[Quoted text]:
+++
The Red Sox aren’t signing major-league deals for the time being, so the least they could do is hand out a couple of minor-league deals.

New York Yankees v Baltimore Orioles Photo by Mitchell Layton/Getty Images

The Red Sox offense has never really gotten going, as it seems everything hinges on them moving some salary before they can make any other moves. When Travis Shaw signed with the Blue Jays, it was reported the Red Sox didn’t want to offer him a contract before they cleared some salary first. As frustrating as it may be, and as crazy as I may be going, there’s nothing we can do to change it. In the meantime, even if it’s just as an olive branch to yours truly, what they could do is sign a few veterans to minor-league deals that include invites to spring training and an opt out at the end of camp. These are obviously very common as spring training approaches — and the Red Sox have handed some out already — and they aren’t guaranteed. The Red Sox should be able to justify this even with their self-imposed salary restraints.

To be fair, this is easier said than done. The Red Sox can want to sign as many of these guys as they want, but the player has to actually want to come to the Red Sox, too. A big part of the calculation for these veterans is figuring out which roster gives them the best chance to make the Opening Day roster and get that salary guaranteed. With Boston, it’s impossible to tell because no one can be anything close to sure about what the roster will look like. Still, these deals are starting to happen — the Giants in particular have been active on this market — so it’s worth having some more conversations if they haven’t already. As far as who they could look at, well, that’s what the rest of this post is about!

Miami Marlins v Colorado Rockies Photo by Dustin Bradford/Getty Images

First Basemen

The Red Sox haven’t indicated they need a left-handed first baseman, but having one next to Michael Chavis and/or Bobby Dalbec wouldn’t hurt.

Greg Bird

The former Yankee prospect hasn’t really been able to get his career off the ground due to injury, and when he has played he hasn’t been great. Still, there is left-handed power here and at this point it’s hard to see him getting a major-league deal, particularly as he struggles in Winter Ball. He gets bonus points for seeming more likely to forgo his opt out for Triple-A playing time.

Yonder Alonso

Among all free agent first basemen on the market this year, none were less valuable than Alonso by fWAR. He was much better in the second half with the Rockies, though, and over his career has been a good hitter against righties. He probably doesn’t stick around if he doesn’t win a job, but it’s worth giving him the chance if he can’t find a major-league deal anywhere.
+++
[Data for the task]:

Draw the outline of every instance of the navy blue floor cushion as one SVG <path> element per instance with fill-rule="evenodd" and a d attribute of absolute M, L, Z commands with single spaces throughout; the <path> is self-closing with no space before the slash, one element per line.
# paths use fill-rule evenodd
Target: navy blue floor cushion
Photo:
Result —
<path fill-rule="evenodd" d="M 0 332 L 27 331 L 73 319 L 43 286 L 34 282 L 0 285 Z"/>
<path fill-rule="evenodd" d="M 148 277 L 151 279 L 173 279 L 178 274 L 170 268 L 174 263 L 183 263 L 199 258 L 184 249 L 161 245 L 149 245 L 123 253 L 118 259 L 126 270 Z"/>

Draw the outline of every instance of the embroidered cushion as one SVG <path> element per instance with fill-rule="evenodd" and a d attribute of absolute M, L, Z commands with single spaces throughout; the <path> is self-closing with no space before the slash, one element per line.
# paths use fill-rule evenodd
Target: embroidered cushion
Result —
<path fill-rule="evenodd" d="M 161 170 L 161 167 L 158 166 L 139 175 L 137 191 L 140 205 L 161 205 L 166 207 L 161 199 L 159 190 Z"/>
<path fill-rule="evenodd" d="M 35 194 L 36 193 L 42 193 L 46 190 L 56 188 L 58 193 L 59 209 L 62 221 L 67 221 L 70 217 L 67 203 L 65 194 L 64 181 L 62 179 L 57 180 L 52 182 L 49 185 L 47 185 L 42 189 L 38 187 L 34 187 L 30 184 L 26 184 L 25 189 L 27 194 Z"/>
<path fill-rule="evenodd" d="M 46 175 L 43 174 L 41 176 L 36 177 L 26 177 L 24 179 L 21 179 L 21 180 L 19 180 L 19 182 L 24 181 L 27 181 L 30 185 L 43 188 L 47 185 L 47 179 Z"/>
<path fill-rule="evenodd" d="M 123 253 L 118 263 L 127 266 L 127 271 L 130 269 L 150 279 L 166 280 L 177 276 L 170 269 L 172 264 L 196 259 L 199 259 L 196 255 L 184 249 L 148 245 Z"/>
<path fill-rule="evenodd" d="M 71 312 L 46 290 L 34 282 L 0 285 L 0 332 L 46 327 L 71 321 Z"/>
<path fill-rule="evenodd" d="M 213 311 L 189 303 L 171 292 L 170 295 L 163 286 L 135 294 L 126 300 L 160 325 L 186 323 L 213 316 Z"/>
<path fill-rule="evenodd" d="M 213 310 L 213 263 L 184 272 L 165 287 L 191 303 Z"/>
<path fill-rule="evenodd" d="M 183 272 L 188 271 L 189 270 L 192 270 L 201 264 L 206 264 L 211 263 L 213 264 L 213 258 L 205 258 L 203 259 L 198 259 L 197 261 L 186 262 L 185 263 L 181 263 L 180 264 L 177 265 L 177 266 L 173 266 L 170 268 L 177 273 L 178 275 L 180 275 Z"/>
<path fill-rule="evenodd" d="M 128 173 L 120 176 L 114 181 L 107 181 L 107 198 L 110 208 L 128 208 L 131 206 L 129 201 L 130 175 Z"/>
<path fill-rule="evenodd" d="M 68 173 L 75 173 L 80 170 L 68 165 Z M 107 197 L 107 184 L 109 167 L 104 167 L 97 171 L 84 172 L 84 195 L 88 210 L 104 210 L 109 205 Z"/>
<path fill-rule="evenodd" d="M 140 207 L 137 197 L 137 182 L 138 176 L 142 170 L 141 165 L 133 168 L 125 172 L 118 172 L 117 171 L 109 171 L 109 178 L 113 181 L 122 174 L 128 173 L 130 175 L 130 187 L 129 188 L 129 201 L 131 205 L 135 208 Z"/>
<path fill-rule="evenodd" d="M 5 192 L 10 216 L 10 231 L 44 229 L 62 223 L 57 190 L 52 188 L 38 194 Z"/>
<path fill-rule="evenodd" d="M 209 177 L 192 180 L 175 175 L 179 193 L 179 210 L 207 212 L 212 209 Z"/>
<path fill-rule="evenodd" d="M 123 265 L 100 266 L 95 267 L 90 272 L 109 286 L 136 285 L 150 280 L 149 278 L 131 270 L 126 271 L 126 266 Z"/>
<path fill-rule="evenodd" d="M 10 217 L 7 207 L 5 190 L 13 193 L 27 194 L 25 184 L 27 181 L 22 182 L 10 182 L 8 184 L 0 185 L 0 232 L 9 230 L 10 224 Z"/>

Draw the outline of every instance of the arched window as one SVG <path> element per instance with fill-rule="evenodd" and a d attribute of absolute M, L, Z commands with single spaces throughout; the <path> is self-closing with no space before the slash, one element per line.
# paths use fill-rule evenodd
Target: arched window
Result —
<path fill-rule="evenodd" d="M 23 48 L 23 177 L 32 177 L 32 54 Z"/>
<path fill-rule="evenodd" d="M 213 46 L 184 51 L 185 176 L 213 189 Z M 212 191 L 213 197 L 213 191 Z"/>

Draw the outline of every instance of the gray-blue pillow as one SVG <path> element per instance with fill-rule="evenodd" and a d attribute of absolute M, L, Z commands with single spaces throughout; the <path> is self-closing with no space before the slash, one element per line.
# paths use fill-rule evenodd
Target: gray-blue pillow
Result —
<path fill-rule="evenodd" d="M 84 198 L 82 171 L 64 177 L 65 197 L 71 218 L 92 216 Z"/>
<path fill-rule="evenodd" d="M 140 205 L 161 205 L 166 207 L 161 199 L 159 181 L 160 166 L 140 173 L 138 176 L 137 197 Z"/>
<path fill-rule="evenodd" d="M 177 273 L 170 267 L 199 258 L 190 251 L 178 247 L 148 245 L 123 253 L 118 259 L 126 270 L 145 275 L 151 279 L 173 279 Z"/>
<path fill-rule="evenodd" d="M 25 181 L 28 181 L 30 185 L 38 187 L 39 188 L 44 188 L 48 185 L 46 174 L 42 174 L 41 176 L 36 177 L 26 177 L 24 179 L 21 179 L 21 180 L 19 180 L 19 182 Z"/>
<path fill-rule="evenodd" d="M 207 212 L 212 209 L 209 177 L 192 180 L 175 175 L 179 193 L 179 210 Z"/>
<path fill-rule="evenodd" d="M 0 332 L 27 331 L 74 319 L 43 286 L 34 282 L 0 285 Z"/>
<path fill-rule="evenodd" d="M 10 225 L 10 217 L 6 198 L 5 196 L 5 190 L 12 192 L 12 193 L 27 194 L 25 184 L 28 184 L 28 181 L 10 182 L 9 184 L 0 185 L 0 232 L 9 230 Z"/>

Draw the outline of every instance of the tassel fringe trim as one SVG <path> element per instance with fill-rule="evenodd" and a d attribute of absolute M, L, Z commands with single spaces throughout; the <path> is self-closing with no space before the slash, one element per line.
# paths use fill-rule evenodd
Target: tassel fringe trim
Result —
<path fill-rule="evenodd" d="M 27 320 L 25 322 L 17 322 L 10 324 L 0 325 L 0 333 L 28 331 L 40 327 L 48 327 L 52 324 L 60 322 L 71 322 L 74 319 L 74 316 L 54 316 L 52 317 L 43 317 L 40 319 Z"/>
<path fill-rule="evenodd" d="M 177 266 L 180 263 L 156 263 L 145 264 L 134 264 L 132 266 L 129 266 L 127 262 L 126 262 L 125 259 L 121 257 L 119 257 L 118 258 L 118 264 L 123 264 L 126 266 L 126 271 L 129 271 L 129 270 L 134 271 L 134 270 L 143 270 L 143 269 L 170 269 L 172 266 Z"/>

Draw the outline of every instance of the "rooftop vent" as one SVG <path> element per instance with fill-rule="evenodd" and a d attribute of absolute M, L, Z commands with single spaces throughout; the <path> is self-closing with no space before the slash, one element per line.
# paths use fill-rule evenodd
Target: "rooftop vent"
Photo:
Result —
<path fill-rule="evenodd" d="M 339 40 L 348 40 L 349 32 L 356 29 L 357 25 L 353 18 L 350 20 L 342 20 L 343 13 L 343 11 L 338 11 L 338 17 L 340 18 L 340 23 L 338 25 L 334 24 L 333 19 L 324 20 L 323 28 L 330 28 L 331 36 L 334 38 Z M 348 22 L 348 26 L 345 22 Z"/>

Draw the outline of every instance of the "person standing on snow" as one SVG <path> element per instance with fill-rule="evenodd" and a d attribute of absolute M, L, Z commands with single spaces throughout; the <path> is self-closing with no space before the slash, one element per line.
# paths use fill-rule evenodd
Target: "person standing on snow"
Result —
+++
[Exercise set]:
A) In the Red Sox post, which team did Travis Shaw sign with?
B) Pick out every line of the records that contains the word "pillow".
The Red Sox post and the records have no connection to each other.

[Response list]:
A) The Blue Jays.

B)
Draw the outline of every instance of the gray-blue pillow as one SVG <path> element per instance with fill-rule="evenodd" and a d attribute of absolute M, L, Z commands with single spaces throughout; the <path> is self-closing with no space before the slash, one element per line.
Target: gray-blue pillow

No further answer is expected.